[BEGIN Records to process]

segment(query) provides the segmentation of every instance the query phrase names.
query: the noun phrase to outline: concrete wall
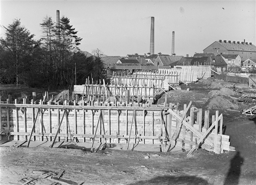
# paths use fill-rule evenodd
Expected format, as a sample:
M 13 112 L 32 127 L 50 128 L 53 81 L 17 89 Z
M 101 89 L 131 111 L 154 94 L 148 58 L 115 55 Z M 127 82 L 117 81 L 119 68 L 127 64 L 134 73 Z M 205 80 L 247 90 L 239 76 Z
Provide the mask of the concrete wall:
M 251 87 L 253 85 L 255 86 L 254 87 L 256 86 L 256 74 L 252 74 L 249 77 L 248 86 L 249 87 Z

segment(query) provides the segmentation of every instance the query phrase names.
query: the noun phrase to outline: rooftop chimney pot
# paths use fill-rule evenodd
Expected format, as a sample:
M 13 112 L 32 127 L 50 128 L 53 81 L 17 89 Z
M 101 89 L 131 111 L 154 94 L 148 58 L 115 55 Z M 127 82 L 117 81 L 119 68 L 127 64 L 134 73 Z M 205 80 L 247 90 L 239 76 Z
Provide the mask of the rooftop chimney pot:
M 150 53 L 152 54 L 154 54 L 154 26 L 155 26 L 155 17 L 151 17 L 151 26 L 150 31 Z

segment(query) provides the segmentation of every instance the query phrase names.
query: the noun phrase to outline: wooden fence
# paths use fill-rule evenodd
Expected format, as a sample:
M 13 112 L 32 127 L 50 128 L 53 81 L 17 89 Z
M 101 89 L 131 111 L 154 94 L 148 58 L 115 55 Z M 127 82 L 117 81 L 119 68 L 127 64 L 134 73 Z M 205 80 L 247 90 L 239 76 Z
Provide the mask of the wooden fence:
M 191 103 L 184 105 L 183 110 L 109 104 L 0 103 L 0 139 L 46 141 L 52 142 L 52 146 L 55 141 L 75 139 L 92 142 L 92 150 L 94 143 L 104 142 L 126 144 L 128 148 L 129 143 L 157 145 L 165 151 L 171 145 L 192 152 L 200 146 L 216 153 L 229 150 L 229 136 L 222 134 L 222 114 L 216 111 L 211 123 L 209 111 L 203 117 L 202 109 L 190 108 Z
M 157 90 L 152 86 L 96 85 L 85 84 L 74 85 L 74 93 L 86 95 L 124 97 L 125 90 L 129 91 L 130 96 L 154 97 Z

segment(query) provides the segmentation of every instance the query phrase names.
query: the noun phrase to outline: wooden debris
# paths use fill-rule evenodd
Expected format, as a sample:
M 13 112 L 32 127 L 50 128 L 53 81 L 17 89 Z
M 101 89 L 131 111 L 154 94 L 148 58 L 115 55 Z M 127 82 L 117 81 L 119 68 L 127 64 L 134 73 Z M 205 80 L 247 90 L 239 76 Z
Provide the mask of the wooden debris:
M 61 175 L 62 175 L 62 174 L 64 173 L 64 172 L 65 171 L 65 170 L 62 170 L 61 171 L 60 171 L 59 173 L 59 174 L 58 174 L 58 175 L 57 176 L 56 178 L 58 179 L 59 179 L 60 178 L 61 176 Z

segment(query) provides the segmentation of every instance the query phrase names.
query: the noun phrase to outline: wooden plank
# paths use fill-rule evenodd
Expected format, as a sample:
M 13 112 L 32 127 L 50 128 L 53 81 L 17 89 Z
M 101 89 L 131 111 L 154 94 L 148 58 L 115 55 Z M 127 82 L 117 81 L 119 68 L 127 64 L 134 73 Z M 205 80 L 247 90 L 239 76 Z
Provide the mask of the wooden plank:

[END Records to process]
[BEGIN Records to process]

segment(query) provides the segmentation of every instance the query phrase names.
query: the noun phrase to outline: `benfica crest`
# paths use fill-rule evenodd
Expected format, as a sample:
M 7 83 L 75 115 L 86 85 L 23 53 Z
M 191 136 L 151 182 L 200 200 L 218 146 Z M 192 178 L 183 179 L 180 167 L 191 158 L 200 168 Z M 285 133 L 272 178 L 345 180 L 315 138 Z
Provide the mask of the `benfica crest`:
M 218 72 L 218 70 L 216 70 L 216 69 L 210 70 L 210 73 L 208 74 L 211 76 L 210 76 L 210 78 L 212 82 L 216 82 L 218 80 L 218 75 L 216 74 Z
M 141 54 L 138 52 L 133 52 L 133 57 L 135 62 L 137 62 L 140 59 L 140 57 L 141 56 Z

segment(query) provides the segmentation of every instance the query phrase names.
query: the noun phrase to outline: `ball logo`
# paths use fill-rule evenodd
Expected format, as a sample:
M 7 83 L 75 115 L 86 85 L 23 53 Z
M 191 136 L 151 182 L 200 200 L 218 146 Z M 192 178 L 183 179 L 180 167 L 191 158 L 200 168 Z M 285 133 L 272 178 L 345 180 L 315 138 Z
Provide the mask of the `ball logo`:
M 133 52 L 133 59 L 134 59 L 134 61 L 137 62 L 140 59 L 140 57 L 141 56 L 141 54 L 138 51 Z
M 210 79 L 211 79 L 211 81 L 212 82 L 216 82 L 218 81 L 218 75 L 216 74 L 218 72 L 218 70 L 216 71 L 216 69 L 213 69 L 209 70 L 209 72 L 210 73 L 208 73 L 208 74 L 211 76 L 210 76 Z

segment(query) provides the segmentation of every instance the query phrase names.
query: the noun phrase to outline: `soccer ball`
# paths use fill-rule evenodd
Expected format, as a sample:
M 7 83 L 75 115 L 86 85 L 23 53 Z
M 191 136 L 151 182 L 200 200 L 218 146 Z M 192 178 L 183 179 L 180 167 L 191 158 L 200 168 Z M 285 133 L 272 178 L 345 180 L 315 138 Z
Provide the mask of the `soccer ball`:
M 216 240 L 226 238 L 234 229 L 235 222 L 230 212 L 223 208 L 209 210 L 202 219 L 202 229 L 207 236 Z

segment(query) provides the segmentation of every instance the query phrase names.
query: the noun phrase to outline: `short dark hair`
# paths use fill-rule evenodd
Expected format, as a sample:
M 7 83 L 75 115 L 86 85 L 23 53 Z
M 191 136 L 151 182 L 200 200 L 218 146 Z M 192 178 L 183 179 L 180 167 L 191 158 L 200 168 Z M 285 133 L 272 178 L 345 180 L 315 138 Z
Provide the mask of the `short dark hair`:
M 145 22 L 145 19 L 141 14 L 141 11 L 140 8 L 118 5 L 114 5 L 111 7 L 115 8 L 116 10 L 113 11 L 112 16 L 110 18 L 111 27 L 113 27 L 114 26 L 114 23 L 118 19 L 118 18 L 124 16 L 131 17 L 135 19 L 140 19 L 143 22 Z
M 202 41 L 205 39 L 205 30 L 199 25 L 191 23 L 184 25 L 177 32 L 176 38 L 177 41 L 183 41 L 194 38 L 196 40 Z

[END Records to process]
[BEGIN Records to process]

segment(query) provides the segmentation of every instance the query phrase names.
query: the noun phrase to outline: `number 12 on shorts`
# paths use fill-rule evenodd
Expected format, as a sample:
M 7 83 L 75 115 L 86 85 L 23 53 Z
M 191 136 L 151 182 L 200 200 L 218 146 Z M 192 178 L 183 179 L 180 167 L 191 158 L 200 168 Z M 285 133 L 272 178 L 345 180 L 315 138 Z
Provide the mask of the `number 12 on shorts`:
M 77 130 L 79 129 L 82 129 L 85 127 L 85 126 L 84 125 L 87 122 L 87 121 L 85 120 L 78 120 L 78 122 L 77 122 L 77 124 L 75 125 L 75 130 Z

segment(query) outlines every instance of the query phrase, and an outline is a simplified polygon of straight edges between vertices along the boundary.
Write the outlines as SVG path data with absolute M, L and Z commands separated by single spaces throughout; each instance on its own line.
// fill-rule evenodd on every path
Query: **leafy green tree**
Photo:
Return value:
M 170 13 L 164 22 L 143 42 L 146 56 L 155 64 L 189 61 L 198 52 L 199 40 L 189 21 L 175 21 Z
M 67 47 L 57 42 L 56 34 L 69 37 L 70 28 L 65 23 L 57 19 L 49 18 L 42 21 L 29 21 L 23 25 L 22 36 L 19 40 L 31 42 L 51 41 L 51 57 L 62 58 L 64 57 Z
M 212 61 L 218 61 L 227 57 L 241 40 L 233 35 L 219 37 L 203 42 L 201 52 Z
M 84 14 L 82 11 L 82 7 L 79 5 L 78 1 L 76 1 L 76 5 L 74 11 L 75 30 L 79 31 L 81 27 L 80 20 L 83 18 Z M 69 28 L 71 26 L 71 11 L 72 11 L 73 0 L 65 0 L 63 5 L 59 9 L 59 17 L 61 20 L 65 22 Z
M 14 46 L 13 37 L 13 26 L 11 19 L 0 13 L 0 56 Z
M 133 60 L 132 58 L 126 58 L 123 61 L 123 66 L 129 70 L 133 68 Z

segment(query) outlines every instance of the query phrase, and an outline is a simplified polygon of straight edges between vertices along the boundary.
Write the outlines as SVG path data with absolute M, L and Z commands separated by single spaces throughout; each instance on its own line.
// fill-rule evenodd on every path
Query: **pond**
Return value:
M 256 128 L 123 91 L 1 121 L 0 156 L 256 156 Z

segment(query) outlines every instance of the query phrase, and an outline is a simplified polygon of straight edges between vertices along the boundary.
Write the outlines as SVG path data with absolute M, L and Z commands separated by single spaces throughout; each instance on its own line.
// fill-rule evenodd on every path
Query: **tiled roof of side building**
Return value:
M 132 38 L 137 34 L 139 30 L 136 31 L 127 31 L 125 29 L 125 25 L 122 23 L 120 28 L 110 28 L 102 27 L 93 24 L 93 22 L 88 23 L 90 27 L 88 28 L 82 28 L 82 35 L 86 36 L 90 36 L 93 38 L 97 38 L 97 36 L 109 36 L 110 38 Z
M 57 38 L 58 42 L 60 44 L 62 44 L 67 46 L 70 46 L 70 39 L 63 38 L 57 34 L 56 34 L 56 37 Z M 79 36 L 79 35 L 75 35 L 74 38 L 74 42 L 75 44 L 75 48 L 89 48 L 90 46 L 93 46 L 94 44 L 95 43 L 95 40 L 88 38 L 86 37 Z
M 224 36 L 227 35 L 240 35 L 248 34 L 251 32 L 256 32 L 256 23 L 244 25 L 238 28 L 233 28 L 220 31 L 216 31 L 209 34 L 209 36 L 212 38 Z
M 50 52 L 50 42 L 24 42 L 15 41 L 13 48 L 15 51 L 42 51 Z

[END Records to process]

▶ [What is required] Count the lines of the material above that contain the string "benfica", treating uppercase and lowercase as different. Give only the number.

▶ [Worked answer] 2